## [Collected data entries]
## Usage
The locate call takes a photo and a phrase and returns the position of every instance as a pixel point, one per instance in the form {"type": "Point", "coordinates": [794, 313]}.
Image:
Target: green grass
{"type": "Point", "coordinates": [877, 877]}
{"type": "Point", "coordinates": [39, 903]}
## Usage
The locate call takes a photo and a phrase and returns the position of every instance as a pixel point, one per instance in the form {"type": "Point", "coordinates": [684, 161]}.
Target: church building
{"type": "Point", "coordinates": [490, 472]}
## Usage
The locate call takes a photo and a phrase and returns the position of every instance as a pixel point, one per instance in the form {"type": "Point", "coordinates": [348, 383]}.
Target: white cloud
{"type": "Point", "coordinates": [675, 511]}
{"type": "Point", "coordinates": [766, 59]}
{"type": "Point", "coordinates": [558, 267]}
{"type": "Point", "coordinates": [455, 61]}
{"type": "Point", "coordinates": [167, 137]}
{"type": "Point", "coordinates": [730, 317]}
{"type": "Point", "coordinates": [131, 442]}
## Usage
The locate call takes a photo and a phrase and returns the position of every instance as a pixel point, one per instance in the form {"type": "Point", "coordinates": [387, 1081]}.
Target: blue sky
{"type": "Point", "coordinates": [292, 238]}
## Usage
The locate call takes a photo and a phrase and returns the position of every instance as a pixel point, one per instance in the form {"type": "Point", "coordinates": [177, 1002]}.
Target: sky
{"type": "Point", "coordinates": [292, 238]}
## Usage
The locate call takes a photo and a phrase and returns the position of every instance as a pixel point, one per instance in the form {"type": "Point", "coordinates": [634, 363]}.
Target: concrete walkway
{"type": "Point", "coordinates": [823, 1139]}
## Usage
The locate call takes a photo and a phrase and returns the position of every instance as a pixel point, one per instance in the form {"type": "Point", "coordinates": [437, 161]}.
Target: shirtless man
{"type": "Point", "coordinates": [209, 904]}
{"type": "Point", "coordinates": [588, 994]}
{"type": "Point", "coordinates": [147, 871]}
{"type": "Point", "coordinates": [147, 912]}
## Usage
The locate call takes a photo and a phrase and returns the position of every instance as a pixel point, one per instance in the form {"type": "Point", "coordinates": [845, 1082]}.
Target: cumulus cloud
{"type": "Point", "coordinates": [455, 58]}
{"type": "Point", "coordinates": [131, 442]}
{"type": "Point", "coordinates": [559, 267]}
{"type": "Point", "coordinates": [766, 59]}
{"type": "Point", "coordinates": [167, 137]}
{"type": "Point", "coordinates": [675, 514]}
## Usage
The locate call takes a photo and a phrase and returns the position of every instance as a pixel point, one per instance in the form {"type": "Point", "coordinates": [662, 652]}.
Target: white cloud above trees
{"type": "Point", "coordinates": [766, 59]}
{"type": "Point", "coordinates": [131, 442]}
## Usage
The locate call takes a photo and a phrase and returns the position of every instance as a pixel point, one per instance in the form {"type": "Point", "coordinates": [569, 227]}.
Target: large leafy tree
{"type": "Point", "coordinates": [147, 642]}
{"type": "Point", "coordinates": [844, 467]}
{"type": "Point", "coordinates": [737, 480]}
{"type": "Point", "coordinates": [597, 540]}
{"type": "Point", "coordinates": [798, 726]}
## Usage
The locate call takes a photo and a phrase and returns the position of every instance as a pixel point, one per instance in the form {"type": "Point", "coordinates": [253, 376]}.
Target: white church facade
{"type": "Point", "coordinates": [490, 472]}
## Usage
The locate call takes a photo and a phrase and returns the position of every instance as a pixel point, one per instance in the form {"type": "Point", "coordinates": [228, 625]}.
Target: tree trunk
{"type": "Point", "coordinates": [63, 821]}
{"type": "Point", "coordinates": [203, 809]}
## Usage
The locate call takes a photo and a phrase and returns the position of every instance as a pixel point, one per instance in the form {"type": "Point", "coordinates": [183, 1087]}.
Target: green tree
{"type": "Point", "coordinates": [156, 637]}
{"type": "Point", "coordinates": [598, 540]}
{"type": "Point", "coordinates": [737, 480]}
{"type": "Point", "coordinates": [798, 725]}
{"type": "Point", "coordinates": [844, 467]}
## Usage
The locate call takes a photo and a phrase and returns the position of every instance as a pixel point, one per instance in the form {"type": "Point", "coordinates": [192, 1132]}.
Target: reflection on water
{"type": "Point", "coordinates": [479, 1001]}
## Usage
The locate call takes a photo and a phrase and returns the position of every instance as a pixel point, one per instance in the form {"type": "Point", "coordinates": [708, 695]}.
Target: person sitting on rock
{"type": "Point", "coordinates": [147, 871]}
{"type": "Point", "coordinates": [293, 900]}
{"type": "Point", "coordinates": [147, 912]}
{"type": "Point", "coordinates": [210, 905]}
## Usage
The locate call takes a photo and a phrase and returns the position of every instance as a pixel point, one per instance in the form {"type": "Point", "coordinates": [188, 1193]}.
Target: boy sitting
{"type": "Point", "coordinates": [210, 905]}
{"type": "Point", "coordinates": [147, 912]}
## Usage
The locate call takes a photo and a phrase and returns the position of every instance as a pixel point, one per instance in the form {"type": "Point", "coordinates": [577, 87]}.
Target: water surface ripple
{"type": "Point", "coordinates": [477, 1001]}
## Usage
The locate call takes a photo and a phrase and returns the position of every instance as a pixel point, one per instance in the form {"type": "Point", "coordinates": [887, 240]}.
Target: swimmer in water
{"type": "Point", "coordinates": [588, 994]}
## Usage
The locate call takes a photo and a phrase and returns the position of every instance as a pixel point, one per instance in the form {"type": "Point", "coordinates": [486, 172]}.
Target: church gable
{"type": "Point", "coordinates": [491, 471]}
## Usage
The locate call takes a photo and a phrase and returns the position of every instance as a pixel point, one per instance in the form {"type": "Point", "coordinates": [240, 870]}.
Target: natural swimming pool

## [Given instruction]
Please restate the records in full, word for word.

## [Output of the exercise]
## Usage
The locate call takes a photo and a phrase and returns the position of every instance as a pixel point, one per instance in the form {"type": "Point", "coordinates": [794, 313]}.
Image:
Target: green grass
{"type": "Point", "coordinates": [877, 877]}
{"type": "Point", "coordinates": [39, 903]}
## Usage
The locate call takes a photo and a phrase and returns the position of every instance as a pixel point, one per instance in the form {"type": "Point", "coordinates": [684, 161]}.
Target: church building
{"type": "Point", "coordinates": [490, 472]}
## Usage
The locate call takes a photo and a phrase and returns the position of every instance as a pixel point, one per instance in the form {"type": "Point", "coordinates": [348, 383]}.
Target: white cloud
{"type": "Point", "coordinates": [675, 511]}
{"type": "Point", "coordinates": [766, 59]}
{"type": "Point", "coordinates": [558, 267]}
{"type": "Point", "coordinates": [455, 61]}
{"type": "Point", "coordinates": [167, 137]}
{"type": "Point", "coordinates": [730, 317]}
{"type": "Point", "coordinates": [131, 442]}
## Usage
The locate call takes a photo and a phrase and returns the position of every instance as a pixel point, one per instance in the form {"type": "Point", "coordinates": [387, 1081]}.
Target: blue sky
{"type": "Point", "coordinates": [292, 238]}
## Usage
The locate call takes a photo and a phrase and returns the position of every instance as a pixel point, one per instance in the form {"type": "Point", "coordinates": [177, 1002]}.
Target: sky
{"type": "Point", "coordinates": [292, 238]}
## Usage
The locate call takes a photo and a phrase and returns the position of every instance as a pixel point, one per instance in the form {"type": "Point", "coordinates": [634, 363]}.
Target: concrete walkway
{"type": "Point", "coordinates": [823, 1139]}
## Usage
The locate call takes a photo and a phrase and returns the position of every instance as a pixel point, one per instance in the form {"type": "Point", "coordinates": [437, 161]}.
Target: shirtless man
{"type": "Point", "coordinates": [209, 904]}
{"type": "Point", "coordinates": [588, 994]}
{"type": "Point", "coordinates": [147, 871]}
{"type": "Point", "coordinates": [147, 912]}
## Usage
The locate call takes a photo and a phrase and returns the position of every instance as a pixel point, one per instance in the form {"type": "Point", "coordinates": [845, 1082]}.
Target: cumulus cloud
{"type": "Point", "coordinates": [455, 58]}
{"type": "Point", "coordinates": [131, 442]}
{"type": "Point", "coordinates": [559, 267]}
{"type": "Point", "coordinates": [766, 59]}
{"type": "Point", "coordinates": [167, 137]}
{"type": "Point", "coordinates": [675, 514]}
## Usage
The locate call takes a photo and a phrase and returns the position of every instance as a pixel point, one per instance in the form {"type": "Point", "coordinates": [662, 652]}.
Target: white cloud above trees
{"type": "Point", "coordinates": [766, 59]}
{"type": "Point", "coordinates": [131, 442]}
## Usage
The locate call takes a photo and a phrase and returns the position of every instance as a pixel point, one per instance in the form {"type": "Point", "coordinates": [569, 227]}.
Target: large leafy tree
{"type": "Point", "coordinates": [147, 642]}
{"type": "Point", "coordinates": [844, 467]}
{"type": "Point", "coordinates": [737, 480]}
{"type": "Point", "coordinates": [597, 540]}
{"type": "Point", "coordinates": [798, 726]}
## Usage
The locate call takes a photo and a phrase and returns the position of every instance as a pixel point, one per instance in the form {"type": "Point", "coordinates": [253, 376]}.
Target: white church facade
{"type": "Point", "coordinates": [490, 472]}
## Usage
The locate call takes a photo and a phrase and returns the position of every instance as a pixel point, one per instance in the form {"type": "Point", "coordinates": [228, 625]}.
Target: tree trunk
{"type": "Point", "coordinates": [63, 821]}
{"type": "Point", "coordinates": [203, 809]}
## Usage
The locate call takes a photo and a phrase and returns the position of every instance as a pixel point, one per instance in the form {"type": "Point", "coordinates": [183, 1087]}.
Target: green tree
{"type": "Point", "coordinates": [156, 637]}
{"type": "Point", "coordinates": [598, 540]}
{"type": "Point", "coordinates": [737, 480]}
{"type": "Point", "coordinates": [798, 725]}
{"type": "Point", "coordinates": [844, 467]}
## Usage
The locate call takes a photo and a phrase and returns the position of every instance as a pixel point, one per instance in the form {"type": "Point", "coordinates": [192, 1132]}.
Target: reflection on water
{"type": "Point", "coordinates": [479, 1001]}
## Usage
The locate call takes a photo and a phrase and returns the position of every instance as a pixel point, one per instance in the form {"type": "Point", "coordinates": [708, 695]}.
Target: person sitting on rock
{"type": "Point", "coordinates": [147, 871]}
{"type": "Point", "coordinates": [293, 900]}
{"type": "Point", "coordinates": [147, 912]}
{"type": "Point", "coordinates": [210, 905]}
## Usage
The locate call takes a photo and a phrase and returns the position of every instance as a pixel point, one per instance in the form {"type": "Point", "coordinates": [188, 1193]}.
Target: boy sitting
{"type": "Point", "coordinates": [210, 905]}
{"type": "Point", "coordinates": [147, 912]}
## Usage
The locate call takes a photo and a phrase and returns the position of every instance as a pixel point, one per instance in the form {"type": "Point", "coordinates": [577, 87]}.
Target: water surface ripple
{"type": "Point", "coordinates": [477, 1001]}
## Usage
The locate call takes a photo and a phrase and returns the position of every instance as a pixel point, one per instance in the form {"type": "Point", "coordinates": [887, 240]}.
Target: swimmer in water
{"type": "Point", "coordinates": [588, 994]}
## Usage
The locate call takes a photo and a phrase and returns the position of every instance as a pixel point, one per instance in the form {"type": "Point", "coordinates": [486, 172]}.
Target: church gable
{"type": "Point", "coordinates": [491, 471]}
## Usage
The locate call takes a photo and a phrase and returns the position of every instance as a pixel point, one per instance in the form {"type": "Point", "coordinates": [240, 870]}.
Target: natural swimming pool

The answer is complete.